## [EXTRAIT DU DOCUMENT]
====

Il en résulte qu’en faisant une application déloyale des critères d’ordre par des pondérations non pertinentes, Mme Y a subi la perte de son emploi à l’issue de 20 ans et 11 mois d’ancienneté à 50 ans, ayant encore à sa charge deux enfants…,justifiant la réparation du préjudice subi à hauteur de 34 000 € ».

4. Les critères d’ordre et l’imprécision de l’employeur.

Cour d’appel de Grenoble 5 avril 2022 RG nº 19/03178.

Un chef de chantier licencié pour motif économique conteste son licenciement et entre temps la société fait l’objet d’une liquidation judiciaire, la procédure étant reprise par le mandataire judiciaire.

Celui-ci avait appliqué les critères légaux dans l’ordre suivant : charge de famille, ancienneté, situation rendant la réinsertion professionnelle difficile (handicap et âge), et qualité professionnelle par catégorie professionnelle.

====

## [DONNÉES SOURCES]
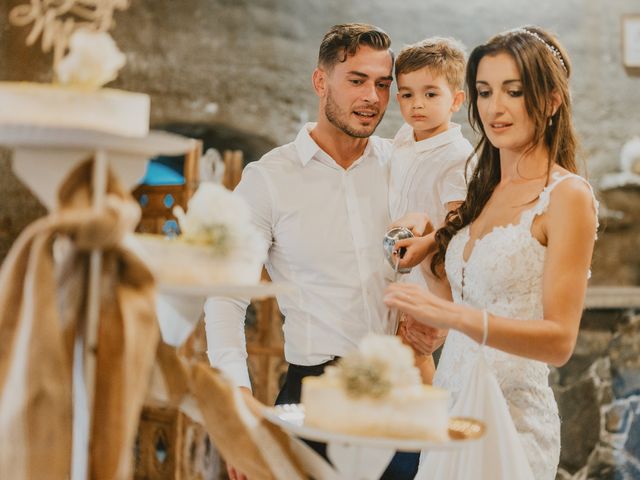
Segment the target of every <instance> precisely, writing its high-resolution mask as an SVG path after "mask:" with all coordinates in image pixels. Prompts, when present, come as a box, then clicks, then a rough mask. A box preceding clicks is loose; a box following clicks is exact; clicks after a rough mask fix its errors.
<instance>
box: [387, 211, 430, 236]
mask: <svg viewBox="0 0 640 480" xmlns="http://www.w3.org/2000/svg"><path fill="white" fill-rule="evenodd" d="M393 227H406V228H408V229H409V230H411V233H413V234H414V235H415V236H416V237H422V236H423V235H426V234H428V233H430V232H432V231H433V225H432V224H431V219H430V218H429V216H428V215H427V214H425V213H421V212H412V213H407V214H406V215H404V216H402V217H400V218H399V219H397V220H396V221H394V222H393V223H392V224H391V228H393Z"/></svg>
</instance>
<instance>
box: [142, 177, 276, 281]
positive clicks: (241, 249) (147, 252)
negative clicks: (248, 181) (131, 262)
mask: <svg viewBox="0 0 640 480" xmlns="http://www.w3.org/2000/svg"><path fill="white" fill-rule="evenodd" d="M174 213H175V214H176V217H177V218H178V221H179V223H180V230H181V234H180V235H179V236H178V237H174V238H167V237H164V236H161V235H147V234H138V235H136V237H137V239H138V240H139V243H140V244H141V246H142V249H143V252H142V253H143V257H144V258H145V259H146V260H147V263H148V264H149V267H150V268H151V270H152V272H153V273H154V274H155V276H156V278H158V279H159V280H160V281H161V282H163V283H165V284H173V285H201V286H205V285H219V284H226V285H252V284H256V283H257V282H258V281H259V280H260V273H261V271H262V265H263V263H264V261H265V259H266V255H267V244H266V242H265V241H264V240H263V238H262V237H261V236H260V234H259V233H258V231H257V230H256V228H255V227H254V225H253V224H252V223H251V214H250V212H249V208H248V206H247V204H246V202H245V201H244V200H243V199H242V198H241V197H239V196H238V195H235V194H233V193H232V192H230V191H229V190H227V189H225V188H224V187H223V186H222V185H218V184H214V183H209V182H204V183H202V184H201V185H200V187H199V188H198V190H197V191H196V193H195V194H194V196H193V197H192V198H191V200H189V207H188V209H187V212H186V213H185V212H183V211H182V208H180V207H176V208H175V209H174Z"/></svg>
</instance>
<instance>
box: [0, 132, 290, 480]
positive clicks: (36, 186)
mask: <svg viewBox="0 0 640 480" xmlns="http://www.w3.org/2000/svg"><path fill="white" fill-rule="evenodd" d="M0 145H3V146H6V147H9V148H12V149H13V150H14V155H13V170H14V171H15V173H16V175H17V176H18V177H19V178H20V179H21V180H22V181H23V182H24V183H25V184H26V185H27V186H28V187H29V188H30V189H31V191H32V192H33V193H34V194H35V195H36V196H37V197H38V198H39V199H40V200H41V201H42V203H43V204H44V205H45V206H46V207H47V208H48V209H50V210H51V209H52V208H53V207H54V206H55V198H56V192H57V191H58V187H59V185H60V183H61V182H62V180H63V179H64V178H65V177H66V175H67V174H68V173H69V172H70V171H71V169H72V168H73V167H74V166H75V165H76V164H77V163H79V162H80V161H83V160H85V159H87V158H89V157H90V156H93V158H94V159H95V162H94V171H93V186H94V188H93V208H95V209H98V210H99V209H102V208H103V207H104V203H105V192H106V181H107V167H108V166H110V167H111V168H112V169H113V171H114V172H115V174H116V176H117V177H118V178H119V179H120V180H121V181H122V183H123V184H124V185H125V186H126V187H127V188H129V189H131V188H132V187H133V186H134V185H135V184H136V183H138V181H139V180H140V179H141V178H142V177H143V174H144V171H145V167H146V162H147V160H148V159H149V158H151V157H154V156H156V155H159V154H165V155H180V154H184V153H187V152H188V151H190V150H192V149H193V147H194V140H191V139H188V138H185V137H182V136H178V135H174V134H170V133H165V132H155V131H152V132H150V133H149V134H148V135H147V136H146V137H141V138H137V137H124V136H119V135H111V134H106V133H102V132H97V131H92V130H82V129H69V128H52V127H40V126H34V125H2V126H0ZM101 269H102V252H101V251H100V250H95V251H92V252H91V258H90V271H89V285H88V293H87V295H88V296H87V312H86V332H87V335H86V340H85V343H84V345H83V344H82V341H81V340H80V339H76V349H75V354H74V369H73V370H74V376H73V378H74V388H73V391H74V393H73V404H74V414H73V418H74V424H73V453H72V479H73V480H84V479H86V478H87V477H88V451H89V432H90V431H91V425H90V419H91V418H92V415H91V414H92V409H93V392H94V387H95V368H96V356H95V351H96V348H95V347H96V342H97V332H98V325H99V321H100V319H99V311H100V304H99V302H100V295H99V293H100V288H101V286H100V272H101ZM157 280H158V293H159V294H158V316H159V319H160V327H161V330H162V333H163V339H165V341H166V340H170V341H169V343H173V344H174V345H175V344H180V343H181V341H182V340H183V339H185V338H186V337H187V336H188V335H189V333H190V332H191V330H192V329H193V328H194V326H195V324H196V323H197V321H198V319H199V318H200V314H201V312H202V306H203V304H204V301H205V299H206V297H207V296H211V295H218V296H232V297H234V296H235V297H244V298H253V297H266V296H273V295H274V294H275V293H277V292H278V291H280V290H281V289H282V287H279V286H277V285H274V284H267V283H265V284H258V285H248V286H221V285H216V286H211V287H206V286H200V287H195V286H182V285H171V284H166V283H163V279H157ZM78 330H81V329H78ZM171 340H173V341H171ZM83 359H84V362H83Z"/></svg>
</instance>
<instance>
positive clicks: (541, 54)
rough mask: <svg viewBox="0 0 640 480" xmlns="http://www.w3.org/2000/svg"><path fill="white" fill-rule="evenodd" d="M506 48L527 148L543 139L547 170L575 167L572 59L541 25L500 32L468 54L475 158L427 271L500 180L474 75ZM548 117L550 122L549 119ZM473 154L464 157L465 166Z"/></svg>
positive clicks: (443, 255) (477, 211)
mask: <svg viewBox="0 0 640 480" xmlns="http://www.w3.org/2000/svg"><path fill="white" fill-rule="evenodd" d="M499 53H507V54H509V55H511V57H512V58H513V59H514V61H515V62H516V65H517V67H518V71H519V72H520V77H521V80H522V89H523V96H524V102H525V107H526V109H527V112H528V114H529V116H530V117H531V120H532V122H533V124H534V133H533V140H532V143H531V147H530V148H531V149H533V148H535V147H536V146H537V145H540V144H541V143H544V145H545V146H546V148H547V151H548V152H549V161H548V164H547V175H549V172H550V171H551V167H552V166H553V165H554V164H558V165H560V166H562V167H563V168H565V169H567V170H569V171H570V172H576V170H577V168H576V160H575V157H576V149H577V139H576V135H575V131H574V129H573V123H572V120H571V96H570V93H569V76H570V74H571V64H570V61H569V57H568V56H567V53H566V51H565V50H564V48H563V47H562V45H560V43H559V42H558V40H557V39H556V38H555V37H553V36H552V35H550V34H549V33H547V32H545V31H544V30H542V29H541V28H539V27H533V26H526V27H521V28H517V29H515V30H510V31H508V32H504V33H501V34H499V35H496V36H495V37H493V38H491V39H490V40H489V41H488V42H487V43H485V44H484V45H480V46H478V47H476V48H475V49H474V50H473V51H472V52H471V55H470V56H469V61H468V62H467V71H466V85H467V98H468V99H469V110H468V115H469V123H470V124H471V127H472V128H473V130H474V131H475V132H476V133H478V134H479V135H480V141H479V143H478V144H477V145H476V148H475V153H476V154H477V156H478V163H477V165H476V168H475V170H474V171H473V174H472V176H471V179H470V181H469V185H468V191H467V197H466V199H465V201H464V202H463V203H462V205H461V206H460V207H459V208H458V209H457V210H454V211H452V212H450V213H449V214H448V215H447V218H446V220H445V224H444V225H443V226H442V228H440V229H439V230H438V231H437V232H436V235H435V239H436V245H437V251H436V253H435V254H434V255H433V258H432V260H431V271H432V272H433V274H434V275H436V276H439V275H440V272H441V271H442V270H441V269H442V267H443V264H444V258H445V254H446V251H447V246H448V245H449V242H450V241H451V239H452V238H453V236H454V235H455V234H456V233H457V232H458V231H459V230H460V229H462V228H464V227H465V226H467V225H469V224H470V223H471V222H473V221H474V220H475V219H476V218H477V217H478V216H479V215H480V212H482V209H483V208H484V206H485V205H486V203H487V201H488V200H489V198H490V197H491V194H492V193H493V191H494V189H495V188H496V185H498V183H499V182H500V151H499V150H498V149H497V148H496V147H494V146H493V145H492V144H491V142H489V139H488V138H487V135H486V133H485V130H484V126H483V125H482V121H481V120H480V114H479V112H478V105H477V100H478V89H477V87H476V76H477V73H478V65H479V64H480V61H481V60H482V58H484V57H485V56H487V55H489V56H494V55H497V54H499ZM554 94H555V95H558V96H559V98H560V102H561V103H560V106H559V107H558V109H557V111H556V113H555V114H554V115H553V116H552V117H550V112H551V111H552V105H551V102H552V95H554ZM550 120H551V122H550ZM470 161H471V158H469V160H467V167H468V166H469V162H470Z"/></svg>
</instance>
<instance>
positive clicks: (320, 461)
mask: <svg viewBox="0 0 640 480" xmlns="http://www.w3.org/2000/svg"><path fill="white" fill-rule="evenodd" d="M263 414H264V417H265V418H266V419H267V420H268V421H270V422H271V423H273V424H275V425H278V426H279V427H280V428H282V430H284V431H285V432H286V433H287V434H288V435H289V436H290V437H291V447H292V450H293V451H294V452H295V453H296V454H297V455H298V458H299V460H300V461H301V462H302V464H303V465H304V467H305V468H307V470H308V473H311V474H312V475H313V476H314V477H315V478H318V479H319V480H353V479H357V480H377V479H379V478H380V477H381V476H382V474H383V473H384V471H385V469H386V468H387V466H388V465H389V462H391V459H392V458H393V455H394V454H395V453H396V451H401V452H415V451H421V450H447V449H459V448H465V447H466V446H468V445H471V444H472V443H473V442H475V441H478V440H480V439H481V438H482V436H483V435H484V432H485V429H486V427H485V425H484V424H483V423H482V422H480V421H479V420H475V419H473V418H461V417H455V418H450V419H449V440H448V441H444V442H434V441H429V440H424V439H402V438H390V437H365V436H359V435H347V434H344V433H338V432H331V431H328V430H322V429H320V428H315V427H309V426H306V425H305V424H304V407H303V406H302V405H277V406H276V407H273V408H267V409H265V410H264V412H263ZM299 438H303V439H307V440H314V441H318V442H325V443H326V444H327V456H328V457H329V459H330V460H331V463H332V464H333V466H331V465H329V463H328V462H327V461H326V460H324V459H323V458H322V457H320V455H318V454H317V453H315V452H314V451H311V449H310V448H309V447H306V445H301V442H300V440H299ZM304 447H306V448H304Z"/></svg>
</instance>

====

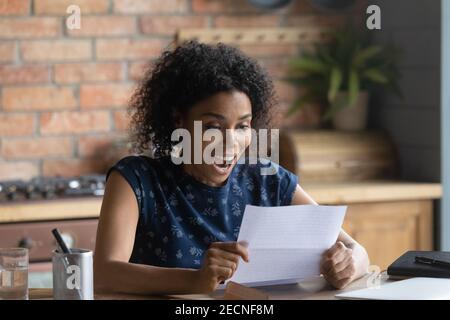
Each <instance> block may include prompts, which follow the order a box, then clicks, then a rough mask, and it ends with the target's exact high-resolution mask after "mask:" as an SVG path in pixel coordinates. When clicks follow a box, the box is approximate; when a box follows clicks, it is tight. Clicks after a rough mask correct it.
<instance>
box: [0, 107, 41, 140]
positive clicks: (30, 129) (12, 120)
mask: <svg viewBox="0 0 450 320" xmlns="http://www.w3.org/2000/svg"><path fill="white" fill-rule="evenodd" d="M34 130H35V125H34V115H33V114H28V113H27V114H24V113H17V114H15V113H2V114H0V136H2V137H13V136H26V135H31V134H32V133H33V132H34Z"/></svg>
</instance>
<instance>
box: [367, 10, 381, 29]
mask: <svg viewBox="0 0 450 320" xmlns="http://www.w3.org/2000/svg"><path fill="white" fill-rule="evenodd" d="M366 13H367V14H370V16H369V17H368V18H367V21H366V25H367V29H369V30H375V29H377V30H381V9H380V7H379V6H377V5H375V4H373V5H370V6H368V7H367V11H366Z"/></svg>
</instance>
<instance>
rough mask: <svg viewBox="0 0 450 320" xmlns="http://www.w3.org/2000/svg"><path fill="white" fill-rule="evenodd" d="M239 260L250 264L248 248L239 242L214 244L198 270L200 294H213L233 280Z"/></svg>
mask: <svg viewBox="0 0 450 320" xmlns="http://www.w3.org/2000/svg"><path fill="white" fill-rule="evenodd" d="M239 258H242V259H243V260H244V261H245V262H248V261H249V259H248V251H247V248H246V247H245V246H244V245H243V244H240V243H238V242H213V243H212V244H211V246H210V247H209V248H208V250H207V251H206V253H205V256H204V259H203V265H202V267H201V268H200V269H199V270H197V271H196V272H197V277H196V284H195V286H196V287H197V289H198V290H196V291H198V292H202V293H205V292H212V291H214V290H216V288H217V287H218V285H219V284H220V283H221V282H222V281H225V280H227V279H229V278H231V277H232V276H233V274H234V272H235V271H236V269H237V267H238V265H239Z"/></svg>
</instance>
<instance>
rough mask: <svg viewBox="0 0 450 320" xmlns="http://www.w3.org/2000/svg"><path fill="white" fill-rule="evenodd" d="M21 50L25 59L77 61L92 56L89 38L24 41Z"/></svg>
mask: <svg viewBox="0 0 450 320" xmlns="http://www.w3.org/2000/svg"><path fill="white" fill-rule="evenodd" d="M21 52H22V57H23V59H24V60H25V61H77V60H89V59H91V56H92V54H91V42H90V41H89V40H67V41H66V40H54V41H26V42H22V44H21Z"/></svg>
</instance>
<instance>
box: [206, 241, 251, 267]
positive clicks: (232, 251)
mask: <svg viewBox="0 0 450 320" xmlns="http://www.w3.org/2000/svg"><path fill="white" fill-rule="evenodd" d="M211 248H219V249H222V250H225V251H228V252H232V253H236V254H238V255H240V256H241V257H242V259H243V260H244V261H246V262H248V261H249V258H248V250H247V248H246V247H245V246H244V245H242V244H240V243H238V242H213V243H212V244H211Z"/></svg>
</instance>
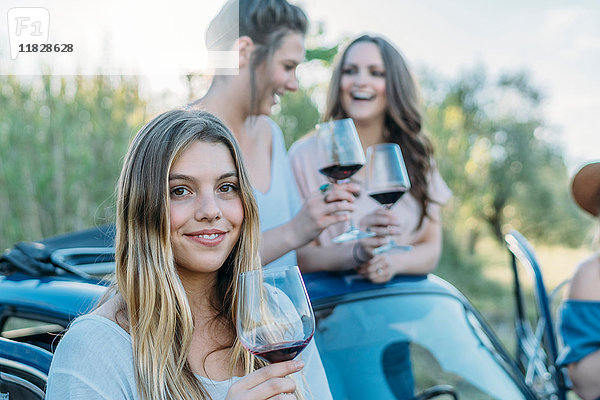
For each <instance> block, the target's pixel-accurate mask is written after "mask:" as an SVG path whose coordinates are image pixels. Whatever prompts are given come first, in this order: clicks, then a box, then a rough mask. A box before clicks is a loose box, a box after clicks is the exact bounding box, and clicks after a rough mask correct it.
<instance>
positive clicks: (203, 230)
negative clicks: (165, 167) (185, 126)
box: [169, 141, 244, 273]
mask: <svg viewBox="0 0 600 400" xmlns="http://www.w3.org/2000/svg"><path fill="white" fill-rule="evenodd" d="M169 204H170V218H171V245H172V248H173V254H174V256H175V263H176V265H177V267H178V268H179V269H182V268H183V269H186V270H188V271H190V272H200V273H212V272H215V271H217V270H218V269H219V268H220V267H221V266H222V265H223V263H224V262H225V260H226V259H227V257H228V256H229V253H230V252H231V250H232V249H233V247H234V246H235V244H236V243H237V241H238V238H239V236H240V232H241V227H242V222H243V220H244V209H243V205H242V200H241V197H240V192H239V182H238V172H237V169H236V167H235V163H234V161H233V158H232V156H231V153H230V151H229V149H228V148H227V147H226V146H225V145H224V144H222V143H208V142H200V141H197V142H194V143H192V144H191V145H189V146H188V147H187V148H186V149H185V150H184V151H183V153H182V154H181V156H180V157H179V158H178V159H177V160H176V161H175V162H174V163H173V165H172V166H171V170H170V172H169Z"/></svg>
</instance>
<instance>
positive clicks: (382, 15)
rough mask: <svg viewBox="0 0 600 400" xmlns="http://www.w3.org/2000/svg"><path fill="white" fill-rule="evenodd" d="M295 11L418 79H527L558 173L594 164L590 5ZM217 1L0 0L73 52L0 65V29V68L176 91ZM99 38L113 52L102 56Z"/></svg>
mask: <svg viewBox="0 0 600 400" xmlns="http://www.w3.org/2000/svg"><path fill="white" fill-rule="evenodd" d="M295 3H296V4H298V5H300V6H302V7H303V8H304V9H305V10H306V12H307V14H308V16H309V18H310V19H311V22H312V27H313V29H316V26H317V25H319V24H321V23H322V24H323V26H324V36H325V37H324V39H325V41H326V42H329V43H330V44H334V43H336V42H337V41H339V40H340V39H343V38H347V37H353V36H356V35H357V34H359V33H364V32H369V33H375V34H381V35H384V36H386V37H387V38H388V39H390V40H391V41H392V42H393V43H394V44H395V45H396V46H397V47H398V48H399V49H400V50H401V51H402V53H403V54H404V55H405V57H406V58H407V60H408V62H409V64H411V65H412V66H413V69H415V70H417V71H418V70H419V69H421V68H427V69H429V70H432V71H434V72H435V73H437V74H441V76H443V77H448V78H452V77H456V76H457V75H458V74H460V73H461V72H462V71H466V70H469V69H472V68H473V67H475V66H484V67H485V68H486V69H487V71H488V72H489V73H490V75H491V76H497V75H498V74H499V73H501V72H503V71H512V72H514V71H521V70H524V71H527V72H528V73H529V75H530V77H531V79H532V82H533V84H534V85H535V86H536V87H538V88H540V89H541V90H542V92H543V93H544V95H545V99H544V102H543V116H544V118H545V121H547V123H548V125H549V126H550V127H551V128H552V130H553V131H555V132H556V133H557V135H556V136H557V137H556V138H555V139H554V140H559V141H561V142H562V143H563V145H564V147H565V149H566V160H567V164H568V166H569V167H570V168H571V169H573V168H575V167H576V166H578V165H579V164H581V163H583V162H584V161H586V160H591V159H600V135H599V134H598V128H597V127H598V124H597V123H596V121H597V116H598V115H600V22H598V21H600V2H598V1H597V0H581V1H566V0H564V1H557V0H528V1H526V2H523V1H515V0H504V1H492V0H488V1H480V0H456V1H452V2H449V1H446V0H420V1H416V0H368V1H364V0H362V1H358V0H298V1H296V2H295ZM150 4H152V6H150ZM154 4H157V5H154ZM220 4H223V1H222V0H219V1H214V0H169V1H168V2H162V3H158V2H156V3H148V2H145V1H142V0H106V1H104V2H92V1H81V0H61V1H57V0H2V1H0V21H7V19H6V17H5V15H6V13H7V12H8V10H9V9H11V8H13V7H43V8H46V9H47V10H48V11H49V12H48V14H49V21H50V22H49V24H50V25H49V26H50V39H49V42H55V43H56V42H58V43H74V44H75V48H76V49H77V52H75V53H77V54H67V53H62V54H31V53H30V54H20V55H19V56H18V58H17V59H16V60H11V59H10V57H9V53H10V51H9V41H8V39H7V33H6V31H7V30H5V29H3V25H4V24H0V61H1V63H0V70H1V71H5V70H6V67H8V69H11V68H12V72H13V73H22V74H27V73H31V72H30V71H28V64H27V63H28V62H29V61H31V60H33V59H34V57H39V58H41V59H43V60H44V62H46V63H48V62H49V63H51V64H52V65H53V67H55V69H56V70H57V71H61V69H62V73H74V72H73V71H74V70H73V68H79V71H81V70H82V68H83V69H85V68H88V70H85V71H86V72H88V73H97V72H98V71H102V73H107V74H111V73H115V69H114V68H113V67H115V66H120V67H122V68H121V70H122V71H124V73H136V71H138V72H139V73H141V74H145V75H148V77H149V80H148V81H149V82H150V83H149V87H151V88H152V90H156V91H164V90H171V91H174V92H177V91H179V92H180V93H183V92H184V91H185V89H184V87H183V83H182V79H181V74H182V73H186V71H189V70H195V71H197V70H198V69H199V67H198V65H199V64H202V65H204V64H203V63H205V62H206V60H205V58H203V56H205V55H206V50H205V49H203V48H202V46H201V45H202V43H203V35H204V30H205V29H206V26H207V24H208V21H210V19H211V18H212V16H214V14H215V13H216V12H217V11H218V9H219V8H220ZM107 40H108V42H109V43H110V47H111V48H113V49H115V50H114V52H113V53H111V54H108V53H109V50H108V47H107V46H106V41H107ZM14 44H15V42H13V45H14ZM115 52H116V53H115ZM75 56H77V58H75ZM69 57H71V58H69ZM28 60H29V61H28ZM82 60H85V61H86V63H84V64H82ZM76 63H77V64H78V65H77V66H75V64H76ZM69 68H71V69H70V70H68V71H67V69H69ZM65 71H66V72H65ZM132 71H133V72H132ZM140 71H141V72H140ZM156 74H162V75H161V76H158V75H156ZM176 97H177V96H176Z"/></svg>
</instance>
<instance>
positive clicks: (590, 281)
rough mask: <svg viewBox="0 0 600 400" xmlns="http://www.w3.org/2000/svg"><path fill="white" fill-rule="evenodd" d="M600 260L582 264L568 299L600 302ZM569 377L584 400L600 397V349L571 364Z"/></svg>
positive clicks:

====

## [CONSIGNE ÉCRITE A]
Extrayez en entier l'extrait sur les critères d'ordre de licenciement, sans y changer un seul mot.
## [CONSIGNE ÉCRITE B]
Montrez chaque ligne des entrées qui contient le mot "with".

## [RÉSULTAT OBTENU A]
Il en résulte qu’en faisant une application déloyale des critères d’ordre par des pondérations non pertinentes, Mme Y a subi la perte de son emploi à l’issue de 20 ans et 11 mois d’ancienneté à 50 ans, ayant encore à sa charge deux enfants…,justifiant la réparation du préjudice subi à hauteur de 34 000 € ».

4. Les critères d’ordre et l’imprécision de l’employeur.

Cour d’appel de Grenoble 5 avril 2022 RG nº 19/03178.

Un chef de chantier licencié pour motif économique conteste son licenciement et entre temps la société fait l’objet d’une liquidation judiciaire, la procédure étant reprise par le mandataire judiciaire.

Celui-ci avait appliqué les critères légaux dans l’ordre suivant : charge de famille, ancienneté, situation rendant la réinsertion professionnelle difficile (handicap et âge), et qualité professionnelle par catégorie professionnelle.

## [RÉSULTAT OBTENU B]
Segment the target of every <instance> precisely, writing its high-resolution mask as an SVG path after "mask:" with all coordinates in image pixels. Prompts, when present, come as a box, then clicks, then a rough mask. A box preceding clicks is loose; a box following clicks is exact; clicks after a rough mask fix its errors.
Each <instance> block may include prompts, which follow the order a box, then clicks, then a rough mask, and it ends with the target's exact high-resolution mask after "mask:" as an SVG path in pixel coordinates. When clicks follow a box, the box is approximate; when a box follows clicks, it is tight. Clicks after a rough mask correct it.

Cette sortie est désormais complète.